Natural language region descriptions
- - - -

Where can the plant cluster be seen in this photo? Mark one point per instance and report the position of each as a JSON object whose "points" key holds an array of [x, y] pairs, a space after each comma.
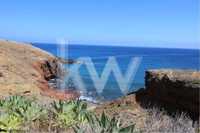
{"points": [[20, 114]]}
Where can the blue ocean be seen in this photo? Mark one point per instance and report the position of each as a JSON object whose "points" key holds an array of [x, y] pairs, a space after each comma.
{"points": [[151, 58]]}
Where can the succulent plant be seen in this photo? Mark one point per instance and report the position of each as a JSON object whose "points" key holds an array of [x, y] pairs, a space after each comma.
{"points": [[69, 113], [103, 125]]}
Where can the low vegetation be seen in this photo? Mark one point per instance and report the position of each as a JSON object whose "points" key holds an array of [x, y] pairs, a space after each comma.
{"points": [[21, 114]]}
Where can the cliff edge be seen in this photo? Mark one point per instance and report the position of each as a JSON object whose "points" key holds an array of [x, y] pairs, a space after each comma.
{"points": [[25, 70]]}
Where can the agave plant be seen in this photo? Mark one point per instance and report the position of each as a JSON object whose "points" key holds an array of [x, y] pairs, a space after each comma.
{"points": [[69, 113], [103, 125], [13, 102], [22, 107], [10, 123], [30, 112]]}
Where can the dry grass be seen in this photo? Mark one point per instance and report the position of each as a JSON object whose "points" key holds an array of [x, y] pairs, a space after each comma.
{"points": [[160, 122]]}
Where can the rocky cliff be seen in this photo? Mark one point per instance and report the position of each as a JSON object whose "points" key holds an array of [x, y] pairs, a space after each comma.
{"points": [[174, 89], [26, 70]]}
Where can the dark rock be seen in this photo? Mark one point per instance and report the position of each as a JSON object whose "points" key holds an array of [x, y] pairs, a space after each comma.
{"points": [[175, 89]]}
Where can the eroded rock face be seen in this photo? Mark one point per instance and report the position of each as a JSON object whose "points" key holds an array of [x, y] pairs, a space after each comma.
{"points": [[26, 70], [174, 88]]}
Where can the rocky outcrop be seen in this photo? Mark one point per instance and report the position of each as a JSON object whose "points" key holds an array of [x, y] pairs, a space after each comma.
{"points": [[175, 89], [26, 70]]}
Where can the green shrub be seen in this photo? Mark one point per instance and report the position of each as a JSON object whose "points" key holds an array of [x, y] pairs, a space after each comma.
{"points": [[69, 113], [103, 125], [10, 123]]}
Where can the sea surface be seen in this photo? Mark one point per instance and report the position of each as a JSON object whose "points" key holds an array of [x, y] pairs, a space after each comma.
{"points": [[151, 58]]}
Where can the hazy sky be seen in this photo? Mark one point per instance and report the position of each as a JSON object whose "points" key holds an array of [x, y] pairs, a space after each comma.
{"points": [[160, 23]]}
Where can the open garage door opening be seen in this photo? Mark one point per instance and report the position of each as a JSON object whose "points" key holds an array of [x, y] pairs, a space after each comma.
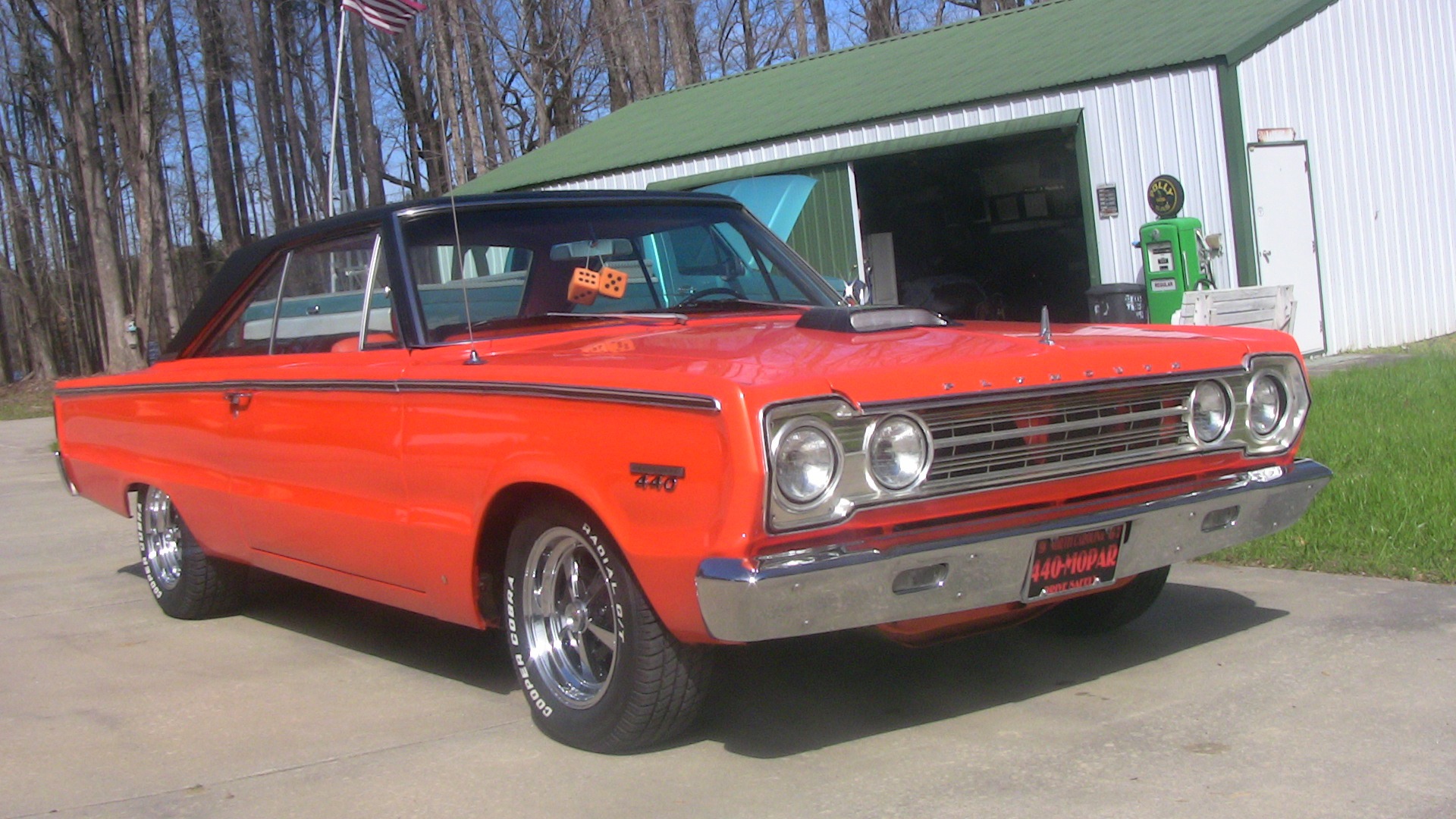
{"points": [[990, 229]]}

- - - -

(Work request) Copy every record exactly; no pictures.

(Exercise response)
Where can the plant cluster be seen in this photo? Mark one point per instance and report the position of each as a JSON object whose "points" key holds an array of [x, y] pairs, a space after each comma.
{"points": [[20, 114]]}
Where can the blue ocean be seen in this photo? Mark one point per instance and report the position of each as a JSON object whose "points" key holds an array of [x, y] pairs, a space after each comma.
{"points": [[151, 58]]}
Where can the succulent plant be seen in this photo? Mark one point per instance and report the position of each as a JSON object whose "points" key holds an array of [x, y] pairs, a space after each comma.
{"points": [[69, 113], [103, 125]]}
Where can the low vegetation be seen in this photo? Mark one point per instance and report the position of each as a JSON object whose "points" key holds an array of [x, y] pairs, a space after each comma.
{"points": [[21, 114]]}
Where can the cliff edge be seen in this photo? Mark one point per instance and report the position of each as a JSON object whose "points" key holds an array of [x, y] pairs, a space after each comma.
{"points": [[25, 70]]}
Where can the agave plant be seen in this photo? Mark one point per instance and report the position of each as a JSON object whose "points" key holds an array of [x, y] pairs, a space after each comma.
{"points": [[69, 113], [103, 125], [13, 102], [22, 107], [10, 123], [30, 112]]}
Where can the dry grass be seen in this photo? Mark one point per instance and report the position of each as a JSON object whose "points" key holds an array of [x, y] pairs, a space after each comma.
{"points": [[160, 122]]}
Where can the rocky cliff be seen in this photo? Mark one point per instance and report the position of each as a JSON object whose "points" key holds an array of [x, y] pairs, a space after each comma.
{"points": [[174, 89], [26, 70]]}
Where can the dark rock be seen in this photo? Mark one point per instance and report the position of each as a JSON object whose "points" key holds an array of [x, y] pairs, a space after each comma.
{"points": [[175, 89]]}
Where can the eroded rock face be seen in this photo? Mark one point per instance and report the position of each as a JSON object whose "points" key holds an array of [x, y] pairs, a space after each comma.
{"points": [[26, 70], [174, 88]]}
Where can the rocky outcrop be seen in this photo? Mark one point per instance and report the position of each as a JSON object whose "points" key holds an array of [x, y] pairs, a space after each comma.
{"points": [[175, 89], [26, 70]]}
Where can the green shrub be seen in this photo? Mark one point per instance and report the position of each as a JSON object whose "points" key holds an array of [x, y] pairs, a space after each comma.
{"points": [[69, 113], [103, 125], [10, 123]]}
Where can the sea surface be seen in this photo? Mark one point per instance and report the position of each as a JSON object whose "points" key holds an array of [x, y] pairs, a space after each comma.
{"points": [[151, 58]]}
Where can the hazy sky be seen in this photo? Mark one point per instance and report the position of each as a JSON object whose "points" key holds an array of [x, y] pairs, a space after each comma.
{"points": [[160, 23]]}
Where can the open garage door opening be seen in this photo? Mark one point per instance and report the position of each as a JSON object whose "points" key holds an array of [x, y] pairs, a space after each comma.
{"points": [[990, 229]]}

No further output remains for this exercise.